Dataset entries
-----

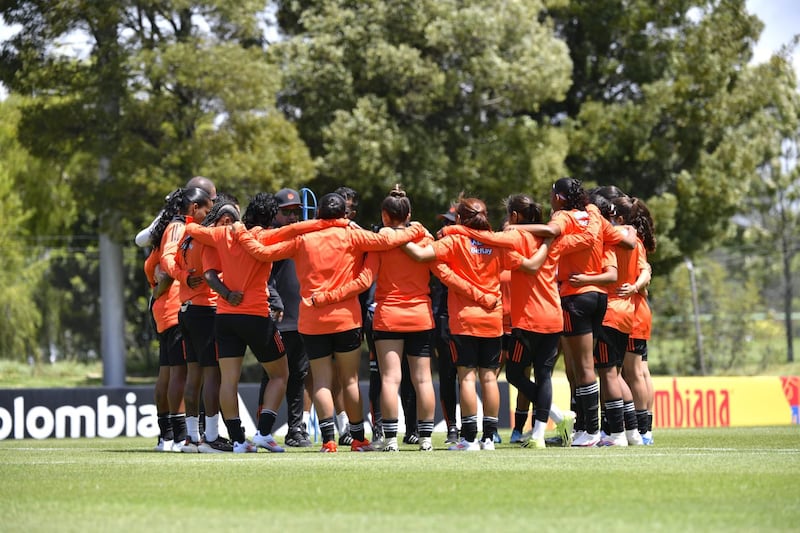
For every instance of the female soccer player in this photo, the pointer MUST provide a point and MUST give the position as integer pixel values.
(327, 259)
(163, 273)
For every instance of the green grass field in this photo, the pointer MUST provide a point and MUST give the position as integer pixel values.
(743, 479)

-----

=== What is expected ===
Once the pictures are set aside, transcribe the remaining lines above exactly.

=== Solved exercise ===
For every instance of the female soccer player in this photo, the pointer MUST provide a point and MUST give the position as integer pixel values.
(327, 259)
(163, 273)
For every instance of the green grass field in this photo, the pointer MUST provide a point and MUST give the position as integer pixel values.
(743, 479)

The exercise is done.